━━ SELECTED TEXT ━━

At the heart of all these satires was the notion of the West as a negation of Russian principles. The moral lesson was simple: through their slavish imitation of Western principles, the aristocrats had lost all sense of their own nationality. Striving to make themselves at home with foreigners, they had become foreigners at home.

The nobleman who worships France - and thus despises Russia -was a stock character in all these comedies. 'Why was I born a Russian?' laments Diulezh in Sumarokov's The Monsters (1750). 'O Nature! Are you not ashamed to have given me a Russian father?' Such was his contempt for his fellow countrymen that in a sequel to the play, Diulezh even challenges an acquaintance to a duel because he had dared to call him a 'fellow Russian and a brother'.115 Fonvizin's Ivan, in The Brigadier, considers France his 'spiritual homeland' for the simple reason that he was once taught by a French coachman. Returning from a trip to France, Ivan proclaims that 'anyone who has ever been in Paris has the right not to count himself a Russian any more'.116

This literary type continued as a mainstay of the nineteenth-century stage. Alexander Griboedov's Chatsky in Woefrom Wit (1822-4) becomes so immersed in European culture on his travels that he cannot bear to live in Moscow on his return. He departs again for Paris, claiming there is no longer any place for him in Russian life. Chatsky was a prototype of those 'superfluous men' who inhabit nineteenth-century Russian literature: Pushkin's Eugene Onegin, Lermontov's Pechorin (the Hero of Our Times (1840)), Turgenev's Rudin (1856); the root of all their troubles a sense of alienation from their native land.

━━━

__WHAT IS REQUIRED__: Please repeat the passage on Russian stage satire from "At the heart" up to and including "foreigners at home.", renaming "aristocrats" as "nobles" wherever it occurs.

━━ SUPPLIED ENTRIES ━━

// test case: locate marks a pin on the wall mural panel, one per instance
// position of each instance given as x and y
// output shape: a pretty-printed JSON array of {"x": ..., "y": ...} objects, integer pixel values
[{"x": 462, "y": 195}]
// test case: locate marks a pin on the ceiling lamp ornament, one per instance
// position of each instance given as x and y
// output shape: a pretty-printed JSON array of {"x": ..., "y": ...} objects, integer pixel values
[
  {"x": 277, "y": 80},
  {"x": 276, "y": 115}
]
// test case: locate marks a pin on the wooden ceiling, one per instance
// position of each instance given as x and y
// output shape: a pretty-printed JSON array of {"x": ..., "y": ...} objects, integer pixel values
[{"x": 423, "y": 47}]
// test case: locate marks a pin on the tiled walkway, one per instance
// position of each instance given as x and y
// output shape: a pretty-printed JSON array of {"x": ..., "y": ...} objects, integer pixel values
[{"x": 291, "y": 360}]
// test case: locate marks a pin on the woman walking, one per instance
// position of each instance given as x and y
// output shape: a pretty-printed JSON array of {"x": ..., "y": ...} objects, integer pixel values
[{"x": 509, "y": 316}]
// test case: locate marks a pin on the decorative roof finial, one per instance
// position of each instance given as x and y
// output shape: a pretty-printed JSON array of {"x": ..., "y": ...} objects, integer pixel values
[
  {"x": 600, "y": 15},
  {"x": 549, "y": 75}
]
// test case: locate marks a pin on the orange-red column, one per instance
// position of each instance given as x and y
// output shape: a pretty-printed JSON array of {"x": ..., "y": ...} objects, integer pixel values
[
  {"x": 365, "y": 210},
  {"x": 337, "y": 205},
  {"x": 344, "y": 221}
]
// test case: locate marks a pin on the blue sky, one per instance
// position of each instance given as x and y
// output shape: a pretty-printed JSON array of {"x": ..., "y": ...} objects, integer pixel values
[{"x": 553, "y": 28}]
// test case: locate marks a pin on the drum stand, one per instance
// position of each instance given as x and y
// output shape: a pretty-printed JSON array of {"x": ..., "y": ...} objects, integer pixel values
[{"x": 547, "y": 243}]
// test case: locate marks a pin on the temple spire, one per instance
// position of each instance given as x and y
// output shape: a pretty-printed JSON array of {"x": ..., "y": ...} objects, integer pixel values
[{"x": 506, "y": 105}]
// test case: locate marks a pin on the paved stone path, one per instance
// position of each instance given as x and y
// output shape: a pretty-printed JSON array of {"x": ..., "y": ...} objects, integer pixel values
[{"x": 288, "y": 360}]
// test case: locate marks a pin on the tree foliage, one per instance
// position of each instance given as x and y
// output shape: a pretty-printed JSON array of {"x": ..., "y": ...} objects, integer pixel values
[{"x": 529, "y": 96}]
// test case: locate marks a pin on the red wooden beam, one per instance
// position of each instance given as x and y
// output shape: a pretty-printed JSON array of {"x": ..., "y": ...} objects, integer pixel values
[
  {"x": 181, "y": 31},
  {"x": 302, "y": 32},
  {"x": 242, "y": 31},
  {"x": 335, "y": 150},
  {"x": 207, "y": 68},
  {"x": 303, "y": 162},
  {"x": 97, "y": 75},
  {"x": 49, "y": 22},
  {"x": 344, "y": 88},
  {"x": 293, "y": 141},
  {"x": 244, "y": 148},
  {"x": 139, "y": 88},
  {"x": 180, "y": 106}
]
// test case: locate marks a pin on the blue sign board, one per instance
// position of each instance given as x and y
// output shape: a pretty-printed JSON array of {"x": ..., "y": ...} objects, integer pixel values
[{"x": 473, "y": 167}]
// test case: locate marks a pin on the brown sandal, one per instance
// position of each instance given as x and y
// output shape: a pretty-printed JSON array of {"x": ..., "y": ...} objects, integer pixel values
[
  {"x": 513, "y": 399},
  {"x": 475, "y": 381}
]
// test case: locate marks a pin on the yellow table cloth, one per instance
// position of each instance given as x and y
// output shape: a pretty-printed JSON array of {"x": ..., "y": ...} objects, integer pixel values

━━━

__TASK ANSWER__:
At the heart of all these satires was the notion of the West as a negation of Russian principles. The moral lesson was simple: through their slavish imitation of Western principles, the nobles had lost all sense of their own nationality. Striving to make themselves at home with foreigners, they had become foreigners at home.